- Tasks for this exercise -
1. In the page on wrapping a PySpark package, which file must every directory of the package contain?
2. Update the PySpark package page by rewriting everything from "21. Wrap PySpark" down to "are as follows.", with "functions" changed to "utilities".
3. Continue the page on wrapping a PySpark package from the point where it stops.

- Supplied text -
21. Wrap PySpark Package¶
It’s super easy to wrap your own package in Python. I packed some functions which I frequently used in my daily work. You can download and install it from My PySpark Package. The hierarchical structure and the directory structure of this package are as follows.
21.1. Package Wrapper¶
21.1.1. Hierarchical Structure¶
|-- build
| |-- bdist.linux-x86_64
| |-- lib.linux-x86_64-2.7
| |-- PySparkTools
| |-- __init__.py
| |-- Manipulation
| | |-- DataManipulation.py
| | |-- __init__.py
| |── Visualization
| |-- __init__.py
│ |-- PyPlots.py
|-- dist
│ |-- PySParkTools-1.0-py2.7.egg
|-- __init__.py
|-- PySparkTools
| |-- __init__.py
| |-- Manipulation
| | |-- DataManipulation.py
| | |-- __init__.py
| |-- Visualization
| |-- __init__.py
| |-- PyPlots.py
│ |-- PyPlots.pyc
|-- PySParkTools.egg-info
| |-- dependency_links.txt
| |-- PKG-INFO
| |-- requires.txt
| |-- SOURCES.txt
| |-- top_level.txt
|-- README.md
|-- requirements.txt
|-- setup.py
|-- test
|-- spark-warehouse
|-- test1.py
|-- test2.py
From the above hierarchical structure, you will find that you have to have __init__.py
in each directory. I will explain the __init__.py
file with the example below:
21.1.2. Set Up¶
from setuptools import setup, find_packages
try:
with open("README.md") as f:
long_description = f.read()

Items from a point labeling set
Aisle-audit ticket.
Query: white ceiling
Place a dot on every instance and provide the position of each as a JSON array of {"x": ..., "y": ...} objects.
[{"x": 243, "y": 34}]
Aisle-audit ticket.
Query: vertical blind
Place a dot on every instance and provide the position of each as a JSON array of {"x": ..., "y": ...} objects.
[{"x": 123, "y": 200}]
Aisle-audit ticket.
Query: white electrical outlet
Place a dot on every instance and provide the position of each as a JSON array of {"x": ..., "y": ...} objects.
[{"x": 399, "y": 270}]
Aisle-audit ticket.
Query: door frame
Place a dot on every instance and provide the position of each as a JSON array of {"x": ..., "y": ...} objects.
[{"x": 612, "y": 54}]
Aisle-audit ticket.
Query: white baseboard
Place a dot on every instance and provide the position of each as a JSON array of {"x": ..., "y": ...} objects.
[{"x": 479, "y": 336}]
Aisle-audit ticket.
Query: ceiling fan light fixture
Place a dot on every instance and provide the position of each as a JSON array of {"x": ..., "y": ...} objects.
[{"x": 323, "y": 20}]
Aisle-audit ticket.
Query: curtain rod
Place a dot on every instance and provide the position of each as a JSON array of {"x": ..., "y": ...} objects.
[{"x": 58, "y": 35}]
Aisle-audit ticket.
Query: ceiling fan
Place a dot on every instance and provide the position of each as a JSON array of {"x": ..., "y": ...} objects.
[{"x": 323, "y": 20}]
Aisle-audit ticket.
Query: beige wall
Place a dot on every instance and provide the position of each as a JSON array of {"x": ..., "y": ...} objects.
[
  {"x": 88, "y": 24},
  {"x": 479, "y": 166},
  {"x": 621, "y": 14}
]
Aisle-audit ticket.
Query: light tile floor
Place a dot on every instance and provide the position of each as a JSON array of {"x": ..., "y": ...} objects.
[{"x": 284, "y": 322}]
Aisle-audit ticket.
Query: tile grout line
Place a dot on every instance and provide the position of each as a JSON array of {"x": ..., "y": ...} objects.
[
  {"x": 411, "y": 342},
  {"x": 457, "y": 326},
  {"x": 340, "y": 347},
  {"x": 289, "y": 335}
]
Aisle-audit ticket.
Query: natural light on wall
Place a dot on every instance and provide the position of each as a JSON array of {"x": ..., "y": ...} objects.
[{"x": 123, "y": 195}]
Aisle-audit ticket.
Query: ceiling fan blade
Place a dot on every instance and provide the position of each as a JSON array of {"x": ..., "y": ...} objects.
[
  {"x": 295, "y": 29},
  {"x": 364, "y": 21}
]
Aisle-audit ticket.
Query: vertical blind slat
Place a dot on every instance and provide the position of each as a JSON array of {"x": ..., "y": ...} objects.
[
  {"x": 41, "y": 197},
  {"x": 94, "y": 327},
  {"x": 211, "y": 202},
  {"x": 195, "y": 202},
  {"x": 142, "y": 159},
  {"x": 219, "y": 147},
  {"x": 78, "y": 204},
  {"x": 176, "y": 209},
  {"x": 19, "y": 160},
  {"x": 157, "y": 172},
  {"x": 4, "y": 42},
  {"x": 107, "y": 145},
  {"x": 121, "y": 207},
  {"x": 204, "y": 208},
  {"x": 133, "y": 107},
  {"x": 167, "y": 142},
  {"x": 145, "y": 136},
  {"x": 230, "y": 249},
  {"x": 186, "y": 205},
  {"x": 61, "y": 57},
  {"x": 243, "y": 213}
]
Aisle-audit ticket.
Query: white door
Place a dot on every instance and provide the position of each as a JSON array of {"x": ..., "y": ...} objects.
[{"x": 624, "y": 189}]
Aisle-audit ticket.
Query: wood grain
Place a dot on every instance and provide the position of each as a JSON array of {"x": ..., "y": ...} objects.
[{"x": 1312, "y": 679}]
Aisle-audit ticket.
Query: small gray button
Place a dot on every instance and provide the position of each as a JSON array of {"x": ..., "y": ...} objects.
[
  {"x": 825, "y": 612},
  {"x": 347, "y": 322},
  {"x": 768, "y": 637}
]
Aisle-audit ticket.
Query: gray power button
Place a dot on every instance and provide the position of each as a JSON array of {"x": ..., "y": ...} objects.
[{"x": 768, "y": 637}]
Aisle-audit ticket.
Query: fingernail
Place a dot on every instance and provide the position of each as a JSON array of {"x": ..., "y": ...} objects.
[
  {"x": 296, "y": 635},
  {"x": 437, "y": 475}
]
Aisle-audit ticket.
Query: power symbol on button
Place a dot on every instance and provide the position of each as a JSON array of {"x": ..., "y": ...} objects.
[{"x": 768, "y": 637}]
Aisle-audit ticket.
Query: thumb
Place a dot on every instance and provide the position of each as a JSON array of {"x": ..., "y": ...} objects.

- Per-task answers -
1. Each directory must contain an __init__.py file.

2.
21. Wrap PySpark Package¶
It’s super easy to wrap your own package in Python. I packed some utilities which I frequently used in my daily work. You can download and install it from My PySpark Package. The hierarchical structure and the directory structure of this package are as follows.

3.
except IOError:
long_description = ""
try:
with open("requirements.txt") as f:
requirements = [x.strip() for x in f.read().splitlines() if x.strip()]
except IOError:
requirements = []
setup(name='PySParkTools',
install_requires=requirements,
version='1.0',
description='Python Spark Tools',
author='Wenqiang Feng',
author_email='von198@gmail.com',
url='https://github.com/runawayhorse001/PySparkTools',
packages=find_packages(),
long_description=long_description
)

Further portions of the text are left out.